* **Data shown**:

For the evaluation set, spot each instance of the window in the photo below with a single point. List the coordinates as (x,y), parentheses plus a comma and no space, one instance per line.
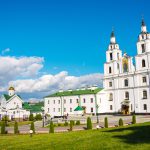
(110,96)
(144,94)
(111,57)
(143,48)
(70,109)
(144,79)
(64,109)
(84,100)
(110,84)
(126,82)
(145,107)
(143,63)
(109,69)
(111,107)
(77,100)
(127,95)
(70,100)
(64,101)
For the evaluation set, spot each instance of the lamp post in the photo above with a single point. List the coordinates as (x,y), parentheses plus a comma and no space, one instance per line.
(97,113)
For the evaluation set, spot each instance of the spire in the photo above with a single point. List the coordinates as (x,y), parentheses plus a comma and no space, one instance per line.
(112,37)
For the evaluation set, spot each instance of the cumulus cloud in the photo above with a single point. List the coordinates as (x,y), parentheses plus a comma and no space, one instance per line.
(13,68)
(50,83)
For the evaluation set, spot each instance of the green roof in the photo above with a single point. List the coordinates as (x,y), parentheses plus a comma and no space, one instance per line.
(78,108)
(7,97)
(75,92)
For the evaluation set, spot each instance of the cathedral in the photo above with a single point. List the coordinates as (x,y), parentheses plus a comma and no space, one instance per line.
(127,84)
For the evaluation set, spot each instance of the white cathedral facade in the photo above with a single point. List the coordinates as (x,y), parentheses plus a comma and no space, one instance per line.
(126,85)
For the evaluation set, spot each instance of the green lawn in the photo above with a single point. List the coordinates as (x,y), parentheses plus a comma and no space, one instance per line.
(133,137)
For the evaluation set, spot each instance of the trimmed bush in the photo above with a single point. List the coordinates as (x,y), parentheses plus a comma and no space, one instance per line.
(89,123)
(133,119)
(38,117)
(16,131)
(31,117)
(66,123)
(78,122)
(106,122)
(32,127)
(51,129)
(120,122)
(71,125)
(3,126)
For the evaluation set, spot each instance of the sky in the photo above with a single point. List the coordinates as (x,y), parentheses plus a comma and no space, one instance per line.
(48,45)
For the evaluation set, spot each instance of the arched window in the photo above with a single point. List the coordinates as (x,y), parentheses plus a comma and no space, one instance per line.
(109,69)
(127,95)
(144,94)
(110,96)
(126,83)
(143,63)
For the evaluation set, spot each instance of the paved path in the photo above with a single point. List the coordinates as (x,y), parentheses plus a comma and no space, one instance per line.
(113,120)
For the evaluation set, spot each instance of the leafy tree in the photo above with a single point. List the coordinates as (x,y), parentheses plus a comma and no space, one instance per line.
(3,126)
(31,117)
(120,122)
(51,129)
(32,127)
(106,122)
(78,122)
(16,131)
(133,119)
(89,123)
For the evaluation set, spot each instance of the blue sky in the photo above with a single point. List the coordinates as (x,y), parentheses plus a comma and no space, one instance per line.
(71,35)
(48,45)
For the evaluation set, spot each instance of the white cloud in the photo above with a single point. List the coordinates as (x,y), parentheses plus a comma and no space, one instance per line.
(5,51)
(12,68)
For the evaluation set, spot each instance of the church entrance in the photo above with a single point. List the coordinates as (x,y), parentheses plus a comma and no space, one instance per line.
(125,109)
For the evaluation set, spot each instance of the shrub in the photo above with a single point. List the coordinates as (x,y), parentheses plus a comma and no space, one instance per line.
(120,122)
(31,117)
(106,122)
(89,123)
(66,123)
(16,131)
(51,129)
(32,127)
(38,117)
(78,122)
(71,125)
(133,119)
(3,126)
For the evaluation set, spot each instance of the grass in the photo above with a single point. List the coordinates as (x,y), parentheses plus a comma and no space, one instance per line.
(121,138)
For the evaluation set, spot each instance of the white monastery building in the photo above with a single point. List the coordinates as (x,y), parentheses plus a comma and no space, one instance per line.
(11,105)
(126,85)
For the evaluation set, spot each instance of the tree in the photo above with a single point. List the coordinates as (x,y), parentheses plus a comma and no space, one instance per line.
(3,126)
(71,125)
(89,123)
(120,122)
(31,117)
(16,131)
(106,122)
(51,129)
(32,127)
(133,119)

* **Brief**:
Return the listing above verbatim from its first line to its last, omitting the picture.

* **Correct output**:
For the evaluation set, spot each instance of the window in the photo below with a single point. List the coordinates as (x,y), parentheses plus a comma and no space, one instance per line.
(110,96)
(144,94)
(111,57)
(143,48)
(70,109)
(144,79)
(64,109)
(84,100)
(110,84)
(126,82)
(145,107)
(143,63)
(109,69)
(111,107)
(77,100)
(127,95)
(70,100)
(64,101)
For the evaluation set, spot each instance of the lamp post in the photo above with a single point. List the coordinates as (x,y), parentheses plus a comma and no space, one instance per line.
(97,113)
For the evaluation set, spot each instance of the spire in the photo above with a single point. List the coordinates as (x,y), parentheses plus a comma and no space, one instance per line.
(112,37)
For the evaluation set, spot each instance of the cumulus cloud in the photo above with a single point. List the coordinates as (x,y), parentheses plus a comma and no space, one instance per line.
(13,68)
(50,83)
For the evaluation set, spot each instance of the green roof in the photo above with a single point. List the coordinates as (x,y), parentheses plus a comma and no space, one instance per line.
(78,108)
(7,97)
(75,92)
For the evaluation set, spot each instance of the cathedral in the photo above with a single point. List the coordinates as (x,y), parentheses plus a comma and no space, one instance per line.
(127,84)
For the evaluation set, spot each instance of the white cathedral facade in the photo above with a single point. List the coordinates as (x,y), parentheses plus a comma and no space, one instance per line.
(126,85)
For the evaluation set, spot each instance of the green lawn in the photo above with a single point. List the coordinates as (x,y), parentheses plus a comma and no space, one instance per line.
(133,137)
For the evaluation set, spot each instance of the trimmed bush in the photo above with a single point. List the coordinates as (x,y), parentheses plus a comma and no space, one instance per line.
(89,123)
(133,119)
(38,117)
(16,131)
(31,117)
(66,123)
(78,122)
(106,122)
(32,127)
(51,129)
(120,122)
(71,125)
(3,126)
For the evaluation set, spot each instance of the sky in the photo above with a single point. List the coordinates as (x,y), parentheses plus a comma and no space, one instance per line.
(48,45)
For the evaluation set, spot each instance of the arched window in the photo above with a single point. List the coordinates as (x,y), parentheses plus a comma and no space, one instance per line.
(109,69)
(127,95)
(144,94)
(110,96)
(126,83)
(143,63)
For the evaluation set, spot each instance of the paved path in the photo above with a single point. List the coordinates as (x,y), parentheses plus a comma and no space, one instance per line.
(113,120)
For the evaluation set, spot each instance of the leafy tree in the photo above with a single point. List the coordinates as (x,y), parentheses plus a comma and no space, one instance per line.
(3,126)
(31,117)
(120,122)
(51,129)
(32,127)
(106,122)
(78,122)
(16,131)
(133,119)
(89,123)
For the evaluation set, spot each instance of the blue sky in the photo above with a single point. List the coordinates as (x,y), parentheses plus a comma and no space, one instance per line.
(71,35)
(48,45)
For the evaluation set, spot each instance of the white cloud in the photo above with a single point. List the coordinates as (x,y), parentheses plus a comma and no space, one instance per line.
(5,51)
(12,68)
For the evaluation set, spot each instance of the church entrance in the photo above with a single point. List the coordinates as (x,y), parentheses plus a comma and no space, one instance per line.
(125,109)
For the evaluation set, spot each instance of the shrub in the photo above with a single point. List the coordinates as (x,y), parentheses plus a comma and no space, one instance per line.
(120,122)
(31,117)
(106,122)
(89,123)
(66,123)
(16,131)
(51,129)
(32,127)
(38,117)
(78,122)
(71,125)
(133,119)
(3,126)
For the evaluation set, spot each instance of the grass in the photo above with a single point. List the coordinates as (x,y), parentheses plus a comma and no space, one instance per line.
(121,138)
For the evaluation set, spot each instance of the white monastery building in the photo above with a single point. List the coordinates as (x,y), parentheses plus a comma and no space, one instance per line.
(11,105)
(126,85)
For the evaluation set, spot each instance of the tree in the photo above with a single point. List the coordinates as (x,y), parentheses plus a comma and no space, one instance per line.
(3,126)
(71,125)
(89,123)
(120,122)
(31,117)
(16,131)
(106,122)
(51,129)
(32,127)
(133,119)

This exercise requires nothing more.